Source text:
☆ ☆ ☆

The Struggle to Accept | The No BS Coaching Advice Podcast

By Jeff Altman, The Big Game Hunter
EP 165 I find it hard to accept that others do things differently than I do and that it works. Thus, I dwell on the difference and fixate on it. But when I remember divine appointments and anonymous interruptions exist, I am much happier and more effective.

FROM THE ARCHIVES

This is the No BS Coaching Advice Podcast, episode 165. I’m your host Jeff Altman, The Big Game Hunter and welcome. Excuse that funny way I pronounced 5 but I’m kind of in a playful mood enjoying the day so far after a Presidents Day weekend that was delightful I’d like to spend some time weekly talking with you about some element of life, the universe, and everything and I had a conversation with some friends on Sunday that was really interesting in that it touched on a lot of subjects. And one of them was the struggle to accept someone who works or thinks differently than me. Not me, personally but I think all of us struggle with that thing. You see, in some ways and we expect everyone that we’re friends with to be like us. We expect them to think like us, do things like us, act like us and if we’re married to them and in a relationship, certainly they should understand us.

But people are different and they see things through different lenses and I know I struggle to accept that people work differently, than I do, that they don’t put in the same effort or care as much as I do. Is that true of you, too? How does it come back and haunt you and your other relationships? How does that impact your friendships or working relationships?

Can you find a way that you can accept them for who they are and encourage them to accept you for who you are, too? When I struggle to accept someone for who they are, I start dwelling on all sorts of useless nonsense that really doesn’t help either of us get into a good relationship with one another or get anything done.

☆ ☆ ☆

Location labeling records:
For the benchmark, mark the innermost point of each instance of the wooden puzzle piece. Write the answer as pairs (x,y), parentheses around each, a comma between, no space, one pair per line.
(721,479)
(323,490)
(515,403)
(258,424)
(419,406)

☆ ☆ ☆

Set task 1: Reproduce word for word the passage of the podcast transcript that begins with "But people are" and ends with "or working relationships?".
Set task 2: Quote every line of the records verbatim.

Correct response 1:
But people are different and they see things through different lenses and I know I struggle to accept that people work differently, than I do, that they don’t put in the same effort or care as much as I do. Is that true of you, too? How does it come back and haunt you and your other relationships? How does that impact your friendships or working relationships?

Correct response 2:
For the benchmark, mark the innermost point of each instance of the wooden puzzle piece. Write the answer as pairs (x,y), parentheses around each, a comma between, no space, one pair per line.
(721,479)
(323,490)
(515,403)
(258,424)
(419,406)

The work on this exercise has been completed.